_What is required_
Repeat the material exactly, leaving nothing out.

━━━━━ Exercise data

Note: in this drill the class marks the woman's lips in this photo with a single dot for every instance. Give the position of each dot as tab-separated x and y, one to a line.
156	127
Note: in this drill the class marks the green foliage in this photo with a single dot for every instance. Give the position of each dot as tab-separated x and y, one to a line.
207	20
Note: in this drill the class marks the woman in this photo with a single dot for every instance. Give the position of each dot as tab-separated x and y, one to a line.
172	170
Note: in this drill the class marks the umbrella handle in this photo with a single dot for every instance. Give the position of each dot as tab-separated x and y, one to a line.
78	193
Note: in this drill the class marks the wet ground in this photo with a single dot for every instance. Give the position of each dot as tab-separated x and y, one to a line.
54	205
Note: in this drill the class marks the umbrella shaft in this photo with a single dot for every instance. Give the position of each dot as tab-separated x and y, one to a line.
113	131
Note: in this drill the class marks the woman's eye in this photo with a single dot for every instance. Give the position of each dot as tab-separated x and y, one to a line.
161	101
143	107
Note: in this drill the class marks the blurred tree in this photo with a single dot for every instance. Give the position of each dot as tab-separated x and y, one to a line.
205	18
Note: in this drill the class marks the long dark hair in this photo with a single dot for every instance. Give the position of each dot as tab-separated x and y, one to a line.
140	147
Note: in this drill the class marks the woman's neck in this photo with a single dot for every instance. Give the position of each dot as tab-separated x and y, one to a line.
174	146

━━━━━━━━━━

_Exercise output_
Note: in this drill the class marks the woman's lips in this photo with a single dot for every instance. Give the position of each dot as tab-separated x and y, one to a line.
156	127
Note: in this drill the class marks the green foliage in this photo with a single dot for every instance. Give the position of each dot as tab-separated x and y, one to a line.
207	20
Note: in this drill the class marks the woman in this photo with a single dot for every instance. Give the position of each dot as tab-separated x and y, one to a line.
172	170
Note: in this drill the class marks the umbrella handle in this photo with a single dot for every instance. Give the position of each dot as tab-separated x and y, one to a line.
78	193
Note: in this drill the class marks the wet ground in this photo with a single dot for every instance. Give the position of each dot as tab-separated x and y, one to a line.
54	205
Note: in this drill the class marks the umbrella shaft in this photo with a single dot for every instance. Give the position of each dot as tab-separated x and y, one to a line.
113	131
Note: in this drill the class marks the woman's eye in this photo with a single dot for every instance. Give the position of each dot as tab-separated x and y, one to a line.
161	101
143	107
Note: in this drill the class marks the blurred tree in this photo with a single dot for every instance. Give the position of each dot as tab-separated x and y, one to a line.
205	18
Note: in this drill the class marks the long dark hair in this photo with a single dot for every instance. Give the position of each dot as tab-separated x and y, one to a line.
140	147
Note: in this drill the class marks the woman's neck in this photo with a single dot for every instance. Give the position of each dot as tab-separated x and y, one to a line.
174	146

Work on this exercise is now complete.